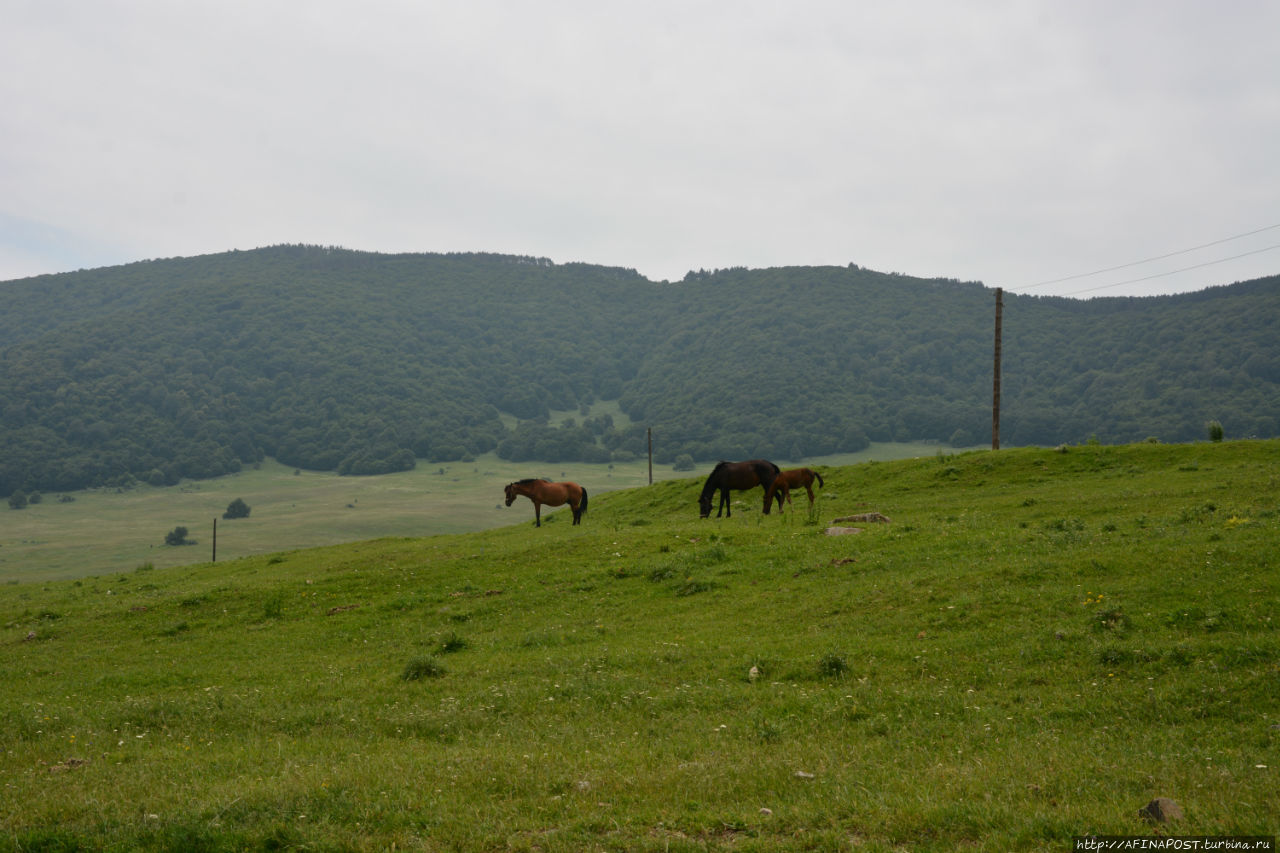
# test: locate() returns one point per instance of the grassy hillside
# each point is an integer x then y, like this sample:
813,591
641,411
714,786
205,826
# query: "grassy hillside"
1032,648
109,530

———

* **EXERCISE TASK**
Print every line of the material above word for word, from start to finish, but omit the picture.

* **WRITTEN RESPONSE**
# test: locate() returns one point per instance of the grassy hillside
# each point is an integer x then y, like this sample:
813,591
641,411
714,786
205,826
# query: "grassy hillside"
1032,648
109,530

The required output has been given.